▶ [Reading text]
We'll learn to handle this and make it a clean text file.


* Let's fix the areas where America is spelt incorrectly, but before that, let's check if our
pattern matches. We can see that there is a dollar; for this, we need to use
an escape sequence.





In [None]:
re.findall('\$*Amrica',string)

['$Amrica', 'Amrica']

## Step 3: Find and Replace the Wrong Spellings of America


Let's replace the incorrect words, which can be done using the dot sub method.

In [None]:
string = re.sub('\$*Amrica','America',string)

## Step 4: Replace Special Characters and Unwanted Whitespaces


Looking at the numbers will enable us to create a regular expression and replace it as follows.

In [None]:
string = re.sub('[~^]\d+','',string)

Now, let’s add a character set first. It needs to be small a to z, capital A to Z, 0–9, single spaces and a period.


In [None]:
string = re.sub('[^a-zA-Z0-9\s.]',' ',string)

Finally, there are unwanted white spaces. There need to be at least two or more spaces, which we need to replace with a single space in the string.

In [None]:
string = re.sub('\s\s+',' ',string)

__Observation__

* We can see that there is one space at the beginning.
* We can remove that using the below command.

In [None]:
string = re.sub('^\s','',string)

In [None]:
print(string)

Captain America is played by Chris Evans.
I love Chris Evans.
Captain America was released in 2011 as a part of Marvel Franchise.
WHILE THERE WERE MANY PARTS OF THE MOVIE RELEASED I LOVED THE FIRST ONE. 


__Observation__

Thus, the final output does not have any spelling mistakes or unwanted spaces.


## Step 5: Find All Uppercased Words

The last thing we need to do is replace all the uppercased word with lowercased word. Let's first take all the uppercased words. *findall* will return
all the uppercased words.

▶ [Work to complete]
Write the next part of the tutorial on cleaning text with regular expressions, starting right after its last sentence.

▶ [Provided data]

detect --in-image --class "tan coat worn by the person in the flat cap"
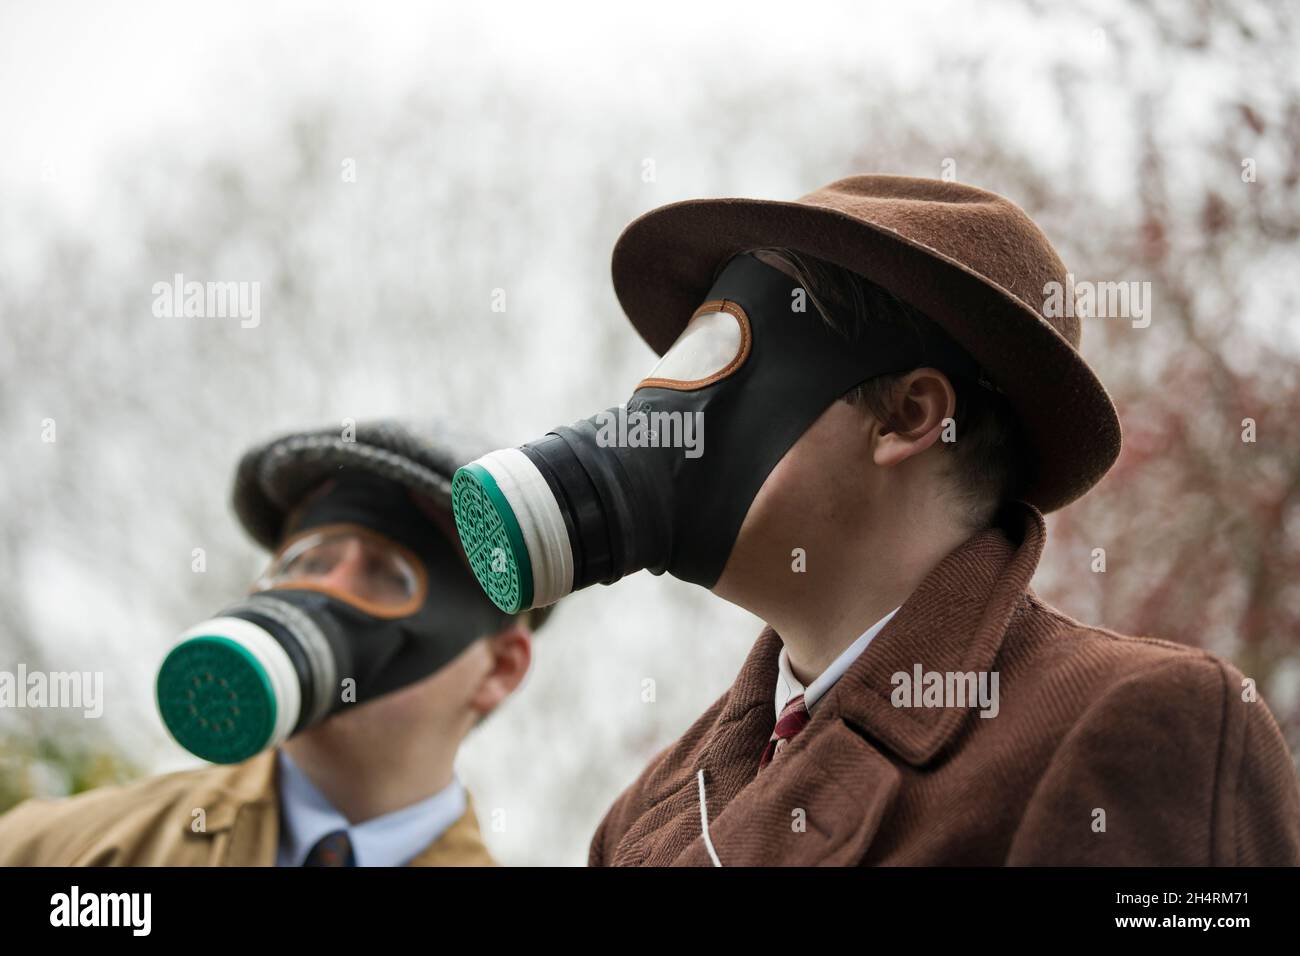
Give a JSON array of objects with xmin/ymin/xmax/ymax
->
[{"xmin": 0, "ymin": 750, "xmax": 495, "ymax": 866}]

▶ [Result]
In [None]:
upper_words = re.findall('[A-Z][A-Z]+',string)

In [None]:
upper_words

['WHILE',
 'THERE',
 'WERE',
 'MANY',
 'PARTS',
 'OF',
 'THE',
 'MOVIE',
 'RELEASED',
 'LOVED',
 'THE',
 'FIRST',
 'ONE']

__Observation__

Here, we have all the uppercased words.

## Step 6: Convert the Uppercased Words to Lowercase

Let's convert all of this into lowercase using list comprehension.

In [None]:
lower_words = [ x.lower() for x in upper_words]

In [None]:
lower_words

['while',
 'there',
 'were',
 'many',
 'parts',
 'of',
 'the',
 'movie',
 'released',
 'loved',
 'the',
 'first',
 'one']

## Step 7: Replace the Uppercased Words with the Lowercase Words

Let's replace all the occurrences of uppercased words with all the occurrences of lowercase words and print this string.

In [None]:
for u,l in list(zip(upper_words,lower_words)):
    string = re.sub(u,l,string)

In [None]:
print(string)

Captain America is played by Chris Evans.
I love Chris Evans.
Captain America was released in 2011 as a part of Marvel Franchise.
while there were many parts of the movie released I loved the first one. 


__Obseravations__

Thus, we have a clean file now.


## Step 8: Write the Modified Content to a New File

Finally, let's open the file in write mode and close it using the below code.

In [None]:
# Write it to a file
f = open('Sample_modified.txt','w')
f.write(string)
f.close()